- **HOW TO COMPLETE THIS TASK**:
The material below should be copied line for line, please, with pictures omitted.

^^^^

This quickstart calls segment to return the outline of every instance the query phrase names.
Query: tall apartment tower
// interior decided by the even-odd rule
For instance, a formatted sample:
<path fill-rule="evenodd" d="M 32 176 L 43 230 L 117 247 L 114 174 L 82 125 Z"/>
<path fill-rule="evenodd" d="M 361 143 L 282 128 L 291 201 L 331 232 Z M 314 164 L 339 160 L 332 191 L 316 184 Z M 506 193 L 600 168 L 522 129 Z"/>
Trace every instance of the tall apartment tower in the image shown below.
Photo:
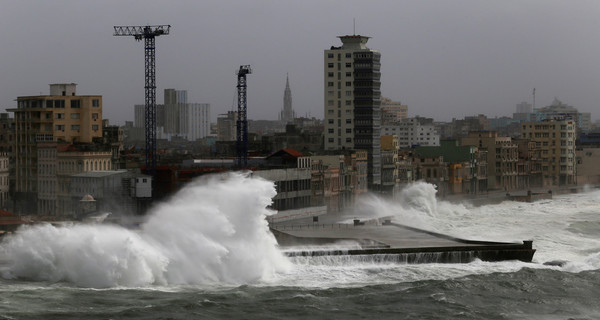
<path fill-rule="evenodd" d="M 102 96 L 78 96 L 76 86 L 51 84 L 50 95 L 17 97 L 7 110 L 15 115 L 15 195 L 28 203 L 37 198 L 38 143 L 102 138 Z"/>
<path fill-rule="evenodd" d="M 381 185 L 381 82 L 379 51 L 369 37 L 340 36 L 341 47 L 324 52 L 325 150 L 367 151 L 370 189 Z"/>
<path fill-rule="evenodd" d="M 285 91 L 283 92 L 283 110 L 279 114 L 279 120 L 283 123 L 293 122 L 296 117 L 294 109 L 292 109 L 292 90 L 290 89 L 290 78 L 285 77 Z"/>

^^^^

- **OUTPUT BELOW**:
This quickstart calls segment to return the outline of every instance the query phrase names.
Query: tall apartment tower
// interior decided by the even-odd rule
For instance, a formatted sample:
<path fill-rule="evenodd" d="M 32 176 L 43 230 L 117 247 L 114 174 L 82 125 Z"/>
<path fill-rule="evenodd" d="M 361 143 L 282 128 L 291 201 L 331 232 Z M 314 164 L 339 160 L 332 191 L 316 184 Z M 506 193 L 600 168 L 522 129 Z"/>
Trace every instance of the tall apartment tower in the image shown below.
Photo:
<path fill-rule="evenodd" d="M 102 96 L 78 96 L 76 86 L 51 84 L 50 95 L 17 97 L 7 110 L 15 115 L 15 195 L 28 203 L 37 198 L 38 143 L 102 138 Z"/>
<path fill-rule="evenodd" d="M 381 185 L 381 82 L 379 51 L 369 37 L 340 36 L 341 47 L 324 52 L 325 150 L 367 151 L 370 189 Z"/>
<path fill-rule="evenodd" d="M 285 91 L 283 92 L 283 110 L 279 114 L 279 120 L 283 123 L 293 122 L 296 117 L 294 109 L 292 109 L 292 90 L 290 89 L 290 78 L 285 77 Z"/>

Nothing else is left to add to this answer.